Excerpted passage.
/---

Sensing the 'Ground Truth'

Kamin Whitehouse headshot

Kamin Whitehouse

July 10, 2007 -- When it comes to finding the hottest restaurant in town or the best hotel for a vacation, the Internet is the tool of choice for a growing number of consumers. Most of us are now accustomed to using the Web to find addresses, check prices, read customer reviews and print driving directions before we go out. In turn, merchants want to use the Web as a tool to measure the effectiveness of storefront displays or signage. That’s where Kamin Whitehouse, assistant professor of computer science at the University of Virginia, comes in.

What consumers and storeowners really need is what he calls “ground truth” or accurate geographic information about customer traffic in real time. With a nascent project called MetroNet, Whitehouse hopes to use empirical data gathered by a network of wireless sensors to provide one of the first competitive applications to break down the barriers between the physical and digital worlds.
 
The MetroNet project — still in the planning stages — will start out by deploying sensors in storefront windows in downtown Charlottesville. “They sense the numbers of people walking by, walking into the store,” said Whitehouse. “For example, they could help figure out the effect of Fridays After Five on business, as well as other factors such as vehicular traffic on the roads and weather.” Merchants (who may be asked to help cover the cost of the hardware) could then access the data for free using a secure Web page.

Whitehouse, whose research interests involve combining remote sensor networks with programming interfaces to computer users, has received a $70,000 grant from Microsoft Research to integrate data from MetroNet into Microsoft’s SensorMap, which plots data from a worldwide network of sensors onto a mapping interface (such as Google Maps). Users then query the map for site- and time-specific information. An additional $10,000 in funding is coming from Barry Johnson, senior associate dean at the School of Engineering and Applied Science.

\---

(Records taken from a data source)
/---

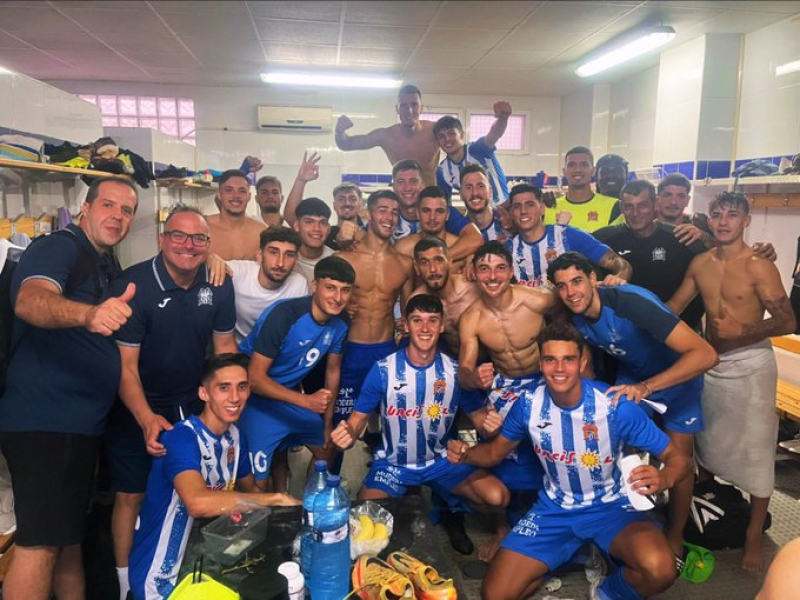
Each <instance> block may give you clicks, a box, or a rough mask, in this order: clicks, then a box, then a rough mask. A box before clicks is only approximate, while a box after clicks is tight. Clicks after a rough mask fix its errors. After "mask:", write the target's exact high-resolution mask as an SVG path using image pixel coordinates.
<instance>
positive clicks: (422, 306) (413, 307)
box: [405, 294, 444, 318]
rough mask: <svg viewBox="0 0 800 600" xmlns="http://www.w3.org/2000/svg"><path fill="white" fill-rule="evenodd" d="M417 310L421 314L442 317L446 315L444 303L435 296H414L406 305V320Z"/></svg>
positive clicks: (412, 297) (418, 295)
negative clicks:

\---

What to produce. Can you retype the MetroNet article in full, word for word?

Task result.
Sensing the 'Ground Truth'

Kamin Whitehouse headshot

Kamin Whitehouse

July 10, 2007 -- When it comes to finding the hottest restaurant in town or the best hotel for a vacation, the Internet is the tool of choice for a growing number of consumers. Most of us are now accustomed to using the Web to find addresses, check prices, read customer reviews and print driving directions before we go out. In turn, merchants want to use the Web as a tool to measure the effectiveness of storefront displays or signage. That’s where Kamin Whitehouse, assistant professor of computer science at the University of Virginia, comes in.

What consumers and storeowners really need is what he calls “ground truth” or accurate geographic information about customer traffic in real time. With a nascent project called MetroNet, Whitehouse hopes to use empirical data gathered by a network of wireless sensors to provide one of the first competitive applications to break down the barriers between the physical and digital worlds.
 
The MetroNet project — still in the planning stages — will start out by deploying sensors in storefront windows in downtown Charlottesville. “They sense the numbers of people walking by, walking into the store,” said Whitehouse. “For example, they could help figure out the effect of Fridays After Five on business, as well as other factors such as vehicular traffic on the roads and weather.” Merchants (who may be asked to help cover the cost of the hardware) could then access the data for free using a secure Web page.

Whitehouse, whose research interests involve combining remote sensor networks with programming interfaces to computer users, has received a $70,000 grant from Microsoft Research to integrate data from MetroNet into Microsoft’s SensorMap, which plots data from a worldwide network of sensors onto a mapping interface (such as Google Maps). Users then query the map for site- and time-specific information. An additional $10,000 in funding is coming from Barry Johnson, senior associate dean at the School of Engineering and Applied Science.